- [Task instructions]: Give the lines below as a numbered list, leaving out blank lines. Begin at the line that has "One dot marks each instance of the yellow flower." and stop after the line that has "361), (83, 321)]".

Dataset records on object locations
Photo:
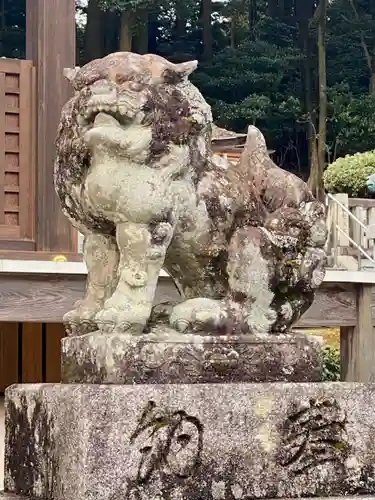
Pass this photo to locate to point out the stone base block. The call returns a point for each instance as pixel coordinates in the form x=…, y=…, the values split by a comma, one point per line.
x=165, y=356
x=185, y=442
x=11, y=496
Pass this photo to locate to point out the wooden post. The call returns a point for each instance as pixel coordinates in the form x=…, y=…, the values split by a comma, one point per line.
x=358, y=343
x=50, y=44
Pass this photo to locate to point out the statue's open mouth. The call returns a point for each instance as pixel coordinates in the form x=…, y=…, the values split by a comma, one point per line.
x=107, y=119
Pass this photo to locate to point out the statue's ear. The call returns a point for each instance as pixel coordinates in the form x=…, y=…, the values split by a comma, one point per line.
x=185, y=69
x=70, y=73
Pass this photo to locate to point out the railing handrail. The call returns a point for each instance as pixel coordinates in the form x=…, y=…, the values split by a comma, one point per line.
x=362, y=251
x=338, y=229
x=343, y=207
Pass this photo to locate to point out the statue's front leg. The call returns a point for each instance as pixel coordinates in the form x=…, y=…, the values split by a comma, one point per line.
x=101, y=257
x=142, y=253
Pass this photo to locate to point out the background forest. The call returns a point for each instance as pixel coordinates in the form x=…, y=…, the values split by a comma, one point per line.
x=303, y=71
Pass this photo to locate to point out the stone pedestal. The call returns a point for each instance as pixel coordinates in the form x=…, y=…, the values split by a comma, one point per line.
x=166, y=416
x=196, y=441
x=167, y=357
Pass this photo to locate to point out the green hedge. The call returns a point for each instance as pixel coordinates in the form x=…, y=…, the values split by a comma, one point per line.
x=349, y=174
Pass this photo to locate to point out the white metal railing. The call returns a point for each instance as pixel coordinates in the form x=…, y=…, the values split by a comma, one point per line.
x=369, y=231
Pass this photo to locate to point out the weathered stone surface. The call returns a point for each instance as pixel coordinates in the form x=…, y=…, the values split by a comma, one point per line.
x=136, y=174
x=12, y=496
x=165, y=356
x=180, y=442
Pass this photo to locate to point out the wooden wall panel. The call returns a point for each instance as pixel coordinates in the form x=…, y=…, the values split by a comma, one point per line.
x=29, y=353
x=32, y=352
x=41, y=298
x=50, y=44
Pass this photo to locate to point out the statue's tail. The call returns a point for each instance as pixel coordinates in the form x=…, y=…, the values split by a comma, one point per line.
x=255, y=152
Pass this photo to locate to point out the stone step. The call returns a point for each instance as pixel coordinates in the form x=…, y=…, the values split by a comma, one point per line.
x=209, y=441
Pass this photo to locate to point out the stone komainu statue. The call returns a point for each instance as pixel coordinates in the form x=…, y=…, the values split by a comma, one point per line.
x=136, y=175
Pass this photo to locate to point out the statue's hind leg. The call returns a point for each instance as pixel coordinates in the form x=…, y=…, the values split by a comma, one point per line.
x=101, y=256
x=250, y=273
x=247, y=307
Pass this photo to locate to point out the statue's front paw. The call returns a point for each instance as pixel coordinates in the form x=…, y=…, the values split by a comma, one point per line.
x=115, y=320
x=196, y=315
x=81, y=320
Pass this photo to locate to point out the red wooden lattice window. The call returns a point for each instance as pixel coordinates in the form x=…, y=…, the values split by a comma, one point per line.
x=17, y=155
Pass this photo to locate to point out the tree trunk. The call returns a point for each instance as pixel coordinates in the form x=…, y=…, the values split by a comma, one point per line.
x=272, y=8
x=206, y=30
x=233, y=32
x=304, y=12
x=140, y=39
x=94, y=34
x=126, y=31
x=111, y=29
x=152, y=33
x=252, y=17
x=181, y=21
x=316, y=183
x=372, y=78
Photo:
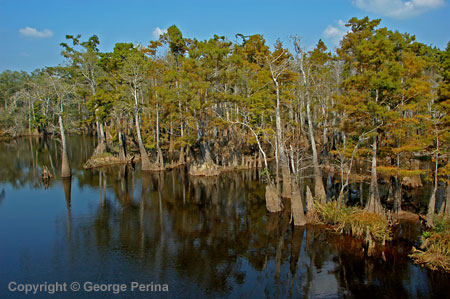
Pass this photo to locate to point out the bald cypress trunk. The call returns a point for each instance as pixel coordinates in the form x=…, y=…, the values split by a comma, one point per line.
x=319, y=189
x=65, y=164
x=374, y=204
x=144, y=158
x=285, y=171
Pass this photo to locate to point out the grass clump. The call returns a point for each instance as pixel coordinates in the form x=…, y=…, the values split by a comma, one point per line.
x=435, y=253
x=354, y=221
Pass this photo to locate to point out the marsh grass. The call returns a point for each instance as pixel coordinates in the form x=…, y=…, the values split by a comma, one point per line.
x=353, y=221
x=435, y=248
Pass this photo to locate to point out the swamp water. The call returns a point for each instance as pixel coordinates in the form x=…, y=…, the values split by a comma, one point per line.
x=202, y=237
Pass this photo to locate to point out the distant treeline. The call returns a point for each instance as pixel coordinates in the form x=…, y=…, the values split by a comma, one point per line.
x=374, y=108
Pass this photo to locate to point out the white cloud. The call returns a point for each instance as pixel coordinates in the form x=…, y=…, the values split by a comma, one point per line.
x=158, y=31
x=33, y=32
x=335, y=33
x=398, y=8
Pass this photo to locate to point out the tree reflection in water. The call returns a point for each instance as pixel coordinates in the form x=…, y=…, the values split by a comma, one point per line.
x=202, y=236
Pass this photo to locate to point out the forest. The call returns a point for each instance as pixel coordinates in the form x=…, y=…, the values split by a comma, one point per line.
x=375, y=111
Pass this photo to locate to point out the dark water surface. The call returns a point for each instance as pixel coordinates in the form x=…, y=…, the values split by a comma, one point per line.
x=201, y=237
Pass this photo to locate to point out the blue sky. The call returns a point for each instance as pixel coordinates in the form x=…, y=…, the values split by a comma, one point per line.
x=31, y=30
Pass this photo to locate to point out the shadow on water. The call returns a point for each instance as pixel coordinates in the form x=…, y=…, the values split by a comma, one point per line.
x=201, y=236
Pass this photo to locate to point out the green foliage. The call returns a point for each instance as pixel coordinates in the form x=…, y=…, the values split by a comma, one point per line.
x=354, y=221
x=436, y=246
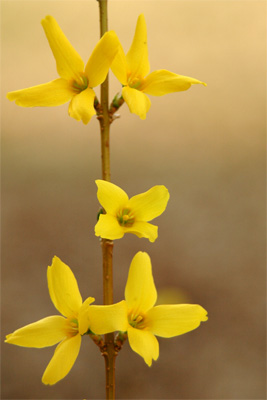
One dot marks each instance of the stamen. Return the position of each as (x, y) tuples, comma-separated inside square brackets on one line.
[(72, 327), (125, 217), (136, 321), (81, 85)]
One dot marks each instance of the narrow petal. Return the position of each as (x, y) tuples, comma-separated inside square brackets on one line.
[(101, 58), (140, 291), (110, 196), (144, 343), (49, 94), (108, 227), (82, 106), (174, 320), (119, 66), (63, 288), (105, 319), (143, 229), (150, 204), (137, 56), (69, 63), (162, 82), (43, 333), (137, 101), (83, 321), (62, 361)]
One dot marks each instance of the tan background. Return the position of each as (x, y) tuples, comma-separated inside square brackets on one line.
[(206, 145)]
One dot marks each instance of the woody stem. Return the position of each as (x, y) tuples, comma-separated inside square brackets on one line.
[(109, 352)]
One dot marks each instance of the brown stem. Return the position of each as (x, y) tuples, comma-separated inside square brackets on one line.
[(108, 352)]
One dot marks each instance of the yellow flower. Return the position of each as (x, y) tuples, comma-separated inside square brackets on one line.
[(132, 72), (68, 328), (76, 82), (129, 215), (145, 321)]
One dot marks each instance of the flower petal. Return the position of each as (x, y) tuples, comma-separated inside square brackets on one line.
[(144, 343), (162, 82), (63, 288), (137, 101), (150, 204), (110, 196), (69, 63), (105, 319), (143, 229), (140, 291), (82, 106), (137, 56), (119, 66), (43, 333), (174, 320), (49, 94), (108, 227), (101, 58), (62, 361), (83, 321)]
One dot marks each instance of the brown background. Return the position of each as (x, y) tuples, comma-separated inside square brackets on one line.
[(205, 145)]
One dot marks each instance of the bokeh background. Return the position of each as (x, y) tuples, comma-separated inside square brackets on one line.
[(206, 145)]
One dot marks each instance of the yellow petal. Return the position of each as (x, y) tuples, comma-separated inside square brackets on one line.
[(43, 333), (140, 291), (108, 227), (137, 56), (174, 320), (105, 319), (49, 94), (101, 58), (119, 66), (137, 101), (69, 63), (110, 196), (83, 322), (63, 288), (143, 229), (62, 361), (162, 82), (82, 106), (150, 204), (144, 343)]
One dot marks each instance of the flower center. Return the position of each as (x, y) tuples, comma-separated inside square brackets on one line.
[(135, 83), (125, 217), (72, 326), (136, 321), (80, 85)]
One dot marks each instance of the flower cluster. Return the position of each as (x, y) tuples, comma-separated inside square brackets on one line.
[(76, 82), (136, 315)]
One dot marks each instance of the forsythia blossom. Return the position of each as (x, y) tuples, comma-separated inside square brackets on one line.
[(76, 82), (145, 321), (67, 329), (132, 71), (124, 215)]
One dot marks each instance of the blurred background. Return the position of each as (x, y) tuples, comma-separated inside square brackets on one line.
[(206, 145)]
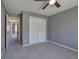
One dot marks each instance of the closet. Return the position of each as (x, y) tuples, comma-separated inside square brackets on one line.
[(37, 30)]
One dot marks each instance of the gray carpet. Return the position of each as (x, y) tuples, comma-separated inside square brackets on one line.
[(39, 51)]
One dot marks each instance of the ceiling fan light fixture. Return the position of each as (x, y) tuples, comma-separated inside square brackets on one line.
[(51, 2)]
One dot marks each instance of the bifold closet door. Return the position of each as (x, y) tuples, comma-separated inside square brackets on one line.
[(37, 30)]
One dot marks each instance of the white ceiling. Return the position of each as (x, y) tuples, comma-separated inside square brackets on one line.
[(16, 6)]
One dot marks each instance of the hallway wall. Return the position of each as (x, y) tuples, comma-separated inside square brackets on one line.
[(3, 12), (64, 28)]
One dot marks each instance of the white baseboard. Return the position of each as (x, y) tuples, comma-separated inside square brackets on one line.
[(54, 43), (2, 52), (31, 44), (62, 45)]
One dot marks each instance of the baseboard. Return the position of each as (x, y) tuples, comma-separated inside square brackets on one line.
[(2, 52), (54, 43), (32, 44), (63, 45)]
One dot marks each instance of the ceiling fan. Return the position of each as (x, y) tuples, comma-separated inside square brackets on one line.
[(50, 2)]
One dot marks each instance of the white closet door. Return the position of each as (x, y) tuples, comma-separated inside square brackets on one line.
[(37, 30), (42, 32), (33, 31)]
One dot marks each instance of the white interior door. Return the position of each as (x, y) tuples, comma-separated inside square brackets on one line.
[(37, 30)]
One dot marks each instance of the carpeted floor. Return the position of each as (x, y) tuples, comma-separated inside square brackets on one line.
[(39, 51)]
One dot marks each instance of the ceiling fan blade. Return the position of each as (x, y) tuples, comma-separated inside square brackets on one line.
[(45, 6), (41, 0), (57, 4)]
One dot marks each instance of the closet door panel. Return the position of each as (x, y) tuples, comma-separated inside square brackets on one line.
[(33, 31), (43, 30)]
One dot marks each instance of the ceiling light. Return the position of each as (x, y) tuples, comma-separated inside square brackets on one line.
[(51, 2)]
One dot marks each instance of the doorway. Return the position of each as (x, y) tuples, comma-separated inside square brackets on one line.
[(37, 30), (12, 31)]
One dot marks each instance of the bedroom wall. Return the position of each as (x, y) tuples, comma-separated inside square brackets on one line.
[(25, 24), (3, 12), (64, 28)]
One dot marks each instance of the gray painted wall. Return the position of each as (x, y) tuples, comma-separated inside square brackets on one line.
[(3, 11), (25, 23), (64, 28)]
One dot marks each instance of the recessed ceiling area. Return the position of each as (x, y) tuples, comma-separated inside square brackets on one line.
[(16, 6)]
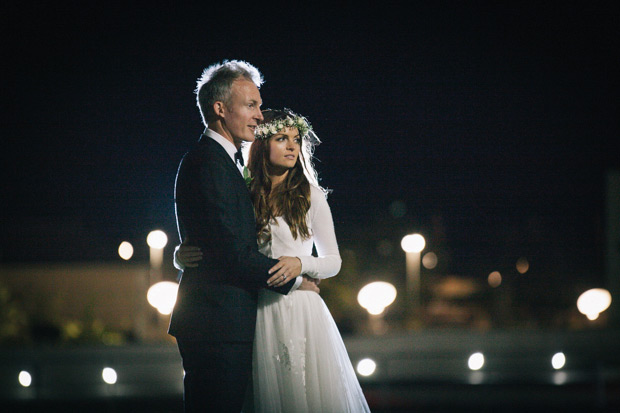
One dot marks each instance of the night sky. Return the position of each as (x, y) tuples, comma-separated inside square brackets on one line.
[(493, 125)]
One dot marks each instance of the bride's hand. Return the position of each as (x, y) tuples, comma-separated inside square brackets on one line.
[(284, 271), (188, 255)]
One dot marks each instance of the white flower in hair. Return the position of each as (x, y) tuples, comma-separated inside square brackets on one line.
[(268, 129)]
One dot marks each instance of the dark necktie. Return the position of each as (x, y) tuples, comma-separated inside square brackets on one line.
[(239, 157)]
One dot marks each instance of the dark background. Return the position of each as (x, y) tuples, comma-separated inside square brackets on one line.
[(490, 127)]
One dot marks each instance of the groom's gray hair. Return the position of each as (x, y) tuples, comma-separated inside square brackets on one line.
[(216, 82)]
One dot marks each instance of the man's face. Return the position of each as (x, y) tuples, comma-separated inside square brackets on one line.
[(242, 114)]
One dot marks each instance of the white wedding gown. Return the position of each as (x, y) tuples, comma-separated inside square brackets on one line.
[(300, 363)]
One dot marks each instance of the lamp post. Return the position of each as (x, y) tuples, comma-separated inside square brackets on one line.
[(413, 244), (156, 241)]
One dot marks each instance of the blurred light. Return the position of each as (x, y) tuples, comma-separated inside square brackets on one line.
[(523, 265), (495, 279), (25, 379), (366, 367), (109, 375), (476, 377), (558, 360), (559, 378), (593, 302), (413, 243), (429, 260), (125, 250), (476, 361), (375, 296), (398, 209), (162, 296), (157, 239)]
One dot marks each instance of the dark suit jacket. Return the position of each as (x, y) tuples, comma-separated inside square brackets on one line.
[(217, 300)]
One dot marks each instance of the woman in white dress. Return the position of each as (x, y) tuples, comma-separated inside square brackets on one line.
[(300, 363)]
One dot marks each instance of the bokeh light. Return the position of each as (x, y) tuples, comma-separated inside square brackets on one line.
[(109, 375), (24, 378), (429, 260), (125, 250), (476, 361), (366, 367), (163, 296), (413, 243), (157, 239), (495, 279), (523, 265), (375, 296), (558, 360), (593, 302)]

- [Exercise result]:
1. One dot marks each instance of the yellow flower. Return the position of each as (x, y) tuples, comma-separated inside square brackets on one line.
2. [(132, 72), (68, 328), (76, 82), (129, 215), (145, 321)]
3. One dot marks each instance of the flower petal. Return the position of each as (x, y) tuples, comma-separated inside square brackets on one line.
4. [(144, 343), (162, 82), (63, 288), (137, 101), (150, 204), (110, 196), (69, 63), (105, 319), (143, 229), (140, 291), (82, 106), (137, 56), (119, 66), (43, 333), (174, 320), (49, 94), (108, 227), (101, 58), (62, 361), (83, 321)]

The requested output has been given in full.